### Directions for this task
Please write out the lines of the listing below, from the line that contains "Draw the outline of every instance of the basketball" through the line that contains "191 51 L 178", inclusive. Switch "grey shirt" to "gray shirt" and keep everything else the same.
— start of Rows —
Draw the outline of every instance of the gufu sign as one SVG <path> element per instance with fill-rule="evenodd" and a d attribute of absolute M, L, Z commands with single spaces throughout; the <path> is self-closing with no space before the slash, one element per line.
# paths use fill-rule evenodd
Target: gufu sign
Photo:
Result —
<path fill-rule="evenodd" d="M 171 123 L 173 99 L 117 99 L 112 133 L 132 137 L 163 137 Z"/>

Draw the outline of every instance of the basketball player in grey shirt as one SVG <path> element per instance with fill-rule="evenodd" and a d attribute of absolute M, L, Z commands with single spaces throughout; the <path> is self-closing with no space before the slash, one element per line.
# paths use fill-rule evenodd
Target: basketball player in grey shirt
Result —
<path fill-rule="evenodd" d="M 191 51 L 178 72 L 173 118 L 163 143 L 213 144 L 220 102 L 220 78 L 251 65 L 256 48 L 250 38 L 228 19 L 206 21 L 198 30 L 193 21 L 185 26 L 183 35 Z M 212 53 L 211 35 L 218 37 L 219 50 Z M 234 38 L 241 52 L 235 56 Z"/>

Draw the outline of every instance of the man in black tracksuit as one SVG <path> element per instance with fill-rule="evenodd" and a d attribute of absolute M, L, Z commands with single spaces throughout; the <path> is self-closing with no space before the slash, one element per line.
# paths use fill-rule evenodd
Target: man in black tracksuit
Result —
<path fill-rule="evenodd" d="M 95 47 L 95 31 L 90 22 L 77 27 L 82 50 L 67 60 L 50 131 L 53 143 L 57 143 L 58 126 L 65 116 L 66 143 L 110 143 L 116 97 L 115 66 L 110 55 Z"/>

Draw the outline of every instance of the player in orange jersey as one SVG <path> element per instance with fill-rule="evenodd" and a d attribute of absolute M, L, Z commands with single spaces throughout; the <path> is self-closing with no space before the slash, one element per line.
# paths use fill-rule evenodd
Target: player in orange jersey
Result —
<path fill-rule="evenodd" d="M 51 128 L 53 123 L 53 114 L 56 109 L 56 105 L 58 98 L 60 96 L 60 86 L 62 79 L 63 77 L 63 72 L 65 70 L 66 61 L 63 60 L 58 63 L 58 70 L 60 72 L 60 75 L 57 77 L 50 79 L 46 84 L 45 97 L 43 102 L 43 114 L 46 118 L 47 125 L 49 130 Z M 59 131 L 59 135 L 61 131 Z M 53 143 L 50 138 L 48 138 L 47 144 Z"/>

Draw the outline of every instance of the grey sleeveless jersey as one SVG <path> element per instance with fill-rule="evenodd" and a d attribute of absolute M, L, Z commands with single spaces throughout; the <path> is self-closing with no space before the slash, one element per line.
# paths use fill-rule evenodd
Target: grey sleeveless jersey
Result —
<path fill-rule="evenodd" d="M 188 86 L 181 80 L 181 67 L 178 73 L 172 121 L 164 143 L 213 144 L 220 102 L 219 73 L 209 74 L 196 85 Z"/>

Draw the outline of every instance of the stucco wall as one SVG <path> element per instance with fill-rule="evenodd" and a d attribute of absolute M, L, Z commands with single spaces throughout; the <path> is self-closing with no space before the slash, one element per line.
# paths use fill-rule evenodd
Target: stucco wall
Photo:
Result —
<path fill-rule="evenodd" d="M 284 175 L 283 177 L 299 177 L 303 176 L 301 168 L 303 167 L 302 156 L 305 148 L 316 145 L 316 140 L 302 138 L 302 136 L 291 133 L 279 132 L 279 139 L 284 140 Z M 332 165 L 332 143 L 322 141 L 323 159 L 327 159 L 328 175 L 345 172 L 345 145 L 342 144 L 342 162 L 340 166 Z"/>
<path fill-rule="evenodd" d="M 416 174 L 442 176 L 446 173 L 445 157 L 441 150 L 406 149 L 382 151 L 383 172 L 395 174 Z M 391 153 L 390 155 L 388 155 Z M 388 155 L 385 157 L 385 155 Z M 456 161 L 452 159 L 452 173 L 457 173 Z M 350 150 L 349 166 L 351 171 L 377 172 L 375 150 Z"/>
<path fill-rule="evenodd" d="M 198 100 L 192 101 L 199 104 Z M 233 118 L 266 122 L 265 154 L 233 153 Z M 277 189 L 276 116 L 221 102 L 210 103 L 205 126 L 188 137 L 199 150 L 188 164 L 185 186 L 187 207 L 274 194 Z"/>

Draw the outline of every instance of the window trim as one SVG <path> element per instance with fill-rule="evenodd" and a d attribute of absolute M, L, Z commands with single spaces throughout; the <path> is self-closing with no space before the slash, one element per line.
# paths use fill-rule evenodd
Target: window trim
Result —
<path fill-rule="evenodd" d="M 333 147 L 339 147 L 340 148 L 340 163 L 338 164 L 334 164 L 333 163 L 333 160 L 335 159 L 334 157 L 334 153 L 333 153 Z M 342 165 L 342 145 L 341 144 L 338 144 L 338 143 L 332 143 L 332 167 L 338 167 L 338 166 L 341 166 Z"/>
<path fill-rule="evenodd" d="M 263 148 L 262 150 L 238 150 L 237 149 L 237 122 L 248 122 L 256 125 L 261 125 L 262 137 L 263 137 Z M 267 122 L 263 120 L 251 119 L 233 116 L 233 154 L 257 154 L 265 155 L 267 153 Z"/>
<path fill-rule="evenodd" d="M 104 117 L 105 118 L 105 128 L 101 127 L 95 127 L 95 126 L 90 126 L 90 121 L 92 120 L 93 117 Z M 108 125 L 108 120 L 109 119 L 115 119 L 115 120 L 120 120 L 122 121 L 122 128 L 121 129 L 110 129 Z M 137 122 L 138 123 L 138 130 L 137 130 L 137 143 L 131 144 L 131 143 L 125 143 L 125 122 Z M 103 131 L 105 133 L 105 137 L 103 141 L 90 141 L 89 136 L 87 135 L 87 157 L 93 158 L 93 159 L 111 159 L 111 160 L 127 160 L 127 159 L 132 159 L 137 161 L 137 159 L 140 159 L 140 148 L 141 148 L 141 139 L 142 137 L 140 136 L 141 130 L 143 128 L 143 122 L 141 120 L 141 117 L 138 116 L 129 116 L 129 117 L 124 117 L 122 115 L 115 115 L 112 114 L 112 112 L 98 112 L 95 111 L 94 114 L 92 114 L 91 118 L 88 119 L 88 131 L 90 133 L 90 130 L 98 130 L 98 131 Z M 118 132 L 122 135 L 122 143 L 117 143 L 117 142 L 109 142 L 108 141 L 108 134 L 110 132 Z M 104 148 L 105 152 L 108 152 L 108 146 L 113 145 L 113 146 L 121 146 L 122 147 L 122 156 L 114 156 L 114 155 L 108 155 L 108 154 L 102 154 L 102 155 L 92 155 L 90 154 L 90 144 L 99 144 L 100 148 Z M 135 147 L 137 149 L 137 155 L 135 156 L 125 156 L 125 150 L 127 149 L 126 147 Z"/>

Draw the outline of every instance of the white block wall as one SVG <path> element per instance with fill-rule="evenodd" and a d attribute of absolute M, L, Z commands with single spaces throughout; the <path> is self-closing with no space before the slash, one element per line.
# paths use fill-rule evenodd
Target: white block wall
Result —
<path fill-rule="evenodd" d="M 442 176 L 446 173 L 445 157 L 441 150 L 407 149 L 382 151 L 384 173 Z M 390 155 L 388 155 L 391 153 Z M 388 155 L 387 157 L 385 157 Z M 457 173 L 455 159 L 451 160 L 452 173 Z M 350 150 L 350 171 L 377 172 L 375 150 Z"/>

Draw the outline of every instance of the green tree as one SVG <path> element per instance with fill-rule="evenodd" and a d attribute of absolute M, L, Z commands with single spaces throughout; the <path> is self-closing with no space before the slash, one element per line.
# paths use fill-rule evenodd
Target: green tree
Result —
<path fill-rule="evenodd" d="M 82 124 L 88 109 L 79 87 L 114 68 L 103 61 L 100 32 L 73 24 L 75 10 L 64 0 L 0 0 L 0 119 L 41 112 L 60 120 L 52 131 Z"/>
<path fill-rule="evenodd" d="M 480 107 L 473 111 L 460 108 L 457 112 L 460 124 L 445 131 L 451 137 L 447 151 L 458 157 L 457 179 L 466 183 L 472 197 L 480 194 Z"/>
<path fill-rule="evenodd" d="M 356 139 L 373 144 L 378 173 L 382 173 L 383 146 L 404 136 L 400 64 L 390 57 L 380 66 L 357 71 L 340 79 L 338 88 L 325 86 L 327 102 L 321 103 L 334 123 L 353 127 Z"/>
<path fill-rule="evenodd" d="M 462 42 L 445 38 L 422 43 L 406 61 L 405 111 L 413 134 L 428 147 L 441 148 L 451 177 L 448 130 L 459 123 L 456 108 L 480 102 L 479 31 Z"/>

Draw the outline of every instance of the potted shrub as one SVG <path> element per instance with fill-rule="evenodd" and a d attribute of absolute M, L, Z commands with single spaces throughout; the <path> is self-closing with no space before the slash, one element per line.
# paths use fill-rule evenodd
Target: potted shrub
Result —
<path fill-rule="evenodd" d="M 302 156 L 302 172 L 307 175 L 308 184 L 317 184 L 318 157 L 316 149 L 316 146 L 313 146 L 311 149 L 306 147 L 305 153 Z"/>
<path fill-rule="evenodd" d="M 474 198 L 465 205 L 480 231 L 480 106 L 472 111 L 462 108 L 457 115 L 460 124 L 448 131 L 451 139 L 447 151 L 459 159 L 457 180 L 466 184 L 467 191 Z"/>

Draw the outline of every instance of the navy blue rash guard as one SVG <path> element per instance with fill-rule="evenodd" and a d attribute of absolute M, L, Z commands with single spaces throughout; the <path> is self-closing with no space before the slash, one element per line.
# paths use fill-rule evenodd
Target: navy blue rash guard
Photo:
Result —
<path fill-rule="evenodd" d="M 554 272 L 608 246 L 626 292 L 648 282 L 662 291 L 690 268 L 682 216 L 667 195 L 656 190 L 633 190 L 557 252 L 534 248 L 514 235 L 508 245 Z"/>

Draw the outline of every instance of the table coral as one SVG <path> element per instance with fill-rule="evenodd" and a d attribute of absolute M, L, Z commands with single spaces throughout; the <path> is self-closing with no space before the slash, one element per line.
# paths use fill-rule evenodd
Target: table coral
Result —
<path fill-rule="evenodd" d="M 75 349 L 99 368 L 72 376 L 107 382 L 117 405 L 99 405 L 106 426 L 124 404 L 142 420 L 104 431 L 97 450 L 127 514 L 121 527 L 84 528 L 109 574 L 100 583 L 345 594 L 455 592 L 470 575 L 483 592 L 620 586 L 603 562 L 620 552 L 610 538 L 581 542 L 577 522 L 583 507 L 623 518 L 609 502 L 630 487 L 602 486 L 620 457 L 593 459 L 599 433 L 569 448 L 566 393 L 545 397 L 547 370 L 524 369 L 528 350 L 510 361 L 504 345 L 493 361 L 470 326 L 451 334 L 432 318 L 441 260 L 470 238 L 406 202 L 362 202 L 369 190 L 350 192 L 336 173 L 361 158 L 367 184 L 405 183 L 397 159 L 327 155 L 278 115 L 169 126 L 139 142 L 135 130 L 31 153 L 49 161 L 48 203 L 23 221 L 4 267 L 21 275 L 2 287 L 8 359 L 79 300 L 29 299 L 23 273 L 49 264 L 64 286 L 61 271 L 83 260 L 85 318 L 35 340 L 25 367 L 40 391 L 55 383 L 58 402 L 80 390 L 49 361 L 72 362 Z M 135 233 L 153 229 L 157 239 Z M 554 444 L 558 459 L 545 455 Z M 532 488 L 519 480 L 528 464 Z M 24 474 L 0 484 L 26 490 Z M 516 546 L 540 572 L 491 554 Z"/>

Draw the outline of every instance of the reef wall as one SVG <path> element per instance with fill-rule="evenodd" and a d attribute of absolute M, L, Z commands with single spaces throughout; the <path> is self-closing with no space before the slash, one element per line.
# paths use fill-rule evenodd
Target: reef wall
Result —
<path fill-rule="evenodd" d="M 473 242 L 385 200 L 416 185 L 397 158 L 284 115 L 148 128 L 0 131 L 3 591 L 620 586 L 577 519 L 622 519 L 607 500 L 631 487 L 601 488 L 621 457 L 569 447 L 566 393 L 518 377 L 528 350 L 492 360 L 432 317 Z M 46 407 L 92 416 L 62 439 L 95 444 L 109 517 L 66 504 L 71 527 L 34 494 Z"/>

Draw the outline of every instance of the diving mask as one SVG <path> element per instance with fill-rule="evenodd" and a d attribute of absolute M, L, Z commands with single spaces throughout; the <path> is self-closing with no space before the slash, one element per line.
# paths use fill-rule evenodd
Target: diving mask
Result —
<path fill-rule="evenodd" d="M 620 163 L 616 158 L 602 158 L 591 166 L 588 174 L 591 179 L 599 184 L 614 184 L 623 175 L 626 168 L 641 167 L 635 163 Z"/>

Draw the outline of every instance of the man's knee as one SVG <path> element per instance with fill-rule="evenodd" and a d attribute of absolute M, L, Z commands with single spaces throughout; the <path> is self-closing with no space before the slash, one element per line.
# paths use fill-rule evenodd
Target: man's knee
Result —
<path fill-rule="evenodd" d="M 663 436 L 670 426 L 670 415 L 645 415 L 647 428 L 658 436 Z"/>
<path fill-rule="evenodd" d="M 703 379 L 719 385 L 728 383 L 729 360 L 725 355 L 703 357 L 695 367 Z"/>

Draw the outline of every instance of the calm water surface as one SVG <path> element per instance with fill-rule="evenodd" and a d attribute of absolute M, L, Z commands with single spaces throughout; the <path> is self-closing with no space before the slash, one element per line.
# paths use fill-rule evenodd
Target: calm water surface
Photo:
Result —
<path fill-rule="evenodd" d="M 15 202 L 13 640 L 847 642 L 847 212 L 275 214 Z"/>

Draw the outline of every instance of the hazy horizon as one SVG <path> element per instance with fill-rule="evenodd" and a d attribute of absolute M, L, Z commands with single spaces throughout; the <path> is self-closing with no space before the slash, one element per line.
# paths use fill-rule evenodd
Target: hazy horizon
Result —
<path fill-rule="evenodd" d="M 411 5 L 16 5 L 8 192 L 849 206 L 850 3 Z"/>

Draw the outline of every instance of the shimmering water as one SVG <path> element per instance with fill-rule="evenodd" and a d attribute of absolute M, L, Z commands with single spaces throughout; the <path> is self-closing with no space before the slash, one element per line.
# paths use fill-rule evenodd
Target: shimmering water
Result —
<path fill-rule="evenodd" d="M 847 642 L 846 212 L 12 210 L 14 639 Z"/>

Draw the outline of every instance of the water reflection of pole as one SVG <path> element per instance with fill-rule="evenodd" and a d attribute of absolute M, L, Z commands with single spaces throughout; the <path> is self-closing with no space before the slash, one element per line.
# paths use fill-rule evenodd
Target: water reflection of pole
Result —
— end of Rows —
### Task result
Draw the outline of every instance of the basketball player in gray shirt as one SVG <path> element per instance with fill-rule="evenodd" and a d attribute of absolute M, L, Z commands with single spaces throughout; the <path> is self-closing with no space before the slash, one element per line.
# paths use fill-rule evenodd
Target: basketball player in gray shirt
Result —
<path fill-rule="evenodd" d="M 191 51 L 178 72 L 173 118 L 163 143 L 213 144 L 220 102 L 220 78 L 251 65 L 256 48 L 250 38 L 228 19 L 206 21 L 198 30 L 193 21 L 185 26 L 183 35 Z M 212 53 L 211 35 L 218 37 L 219 50 Z M 234 38 L 241 52 L 235 56 Z"/>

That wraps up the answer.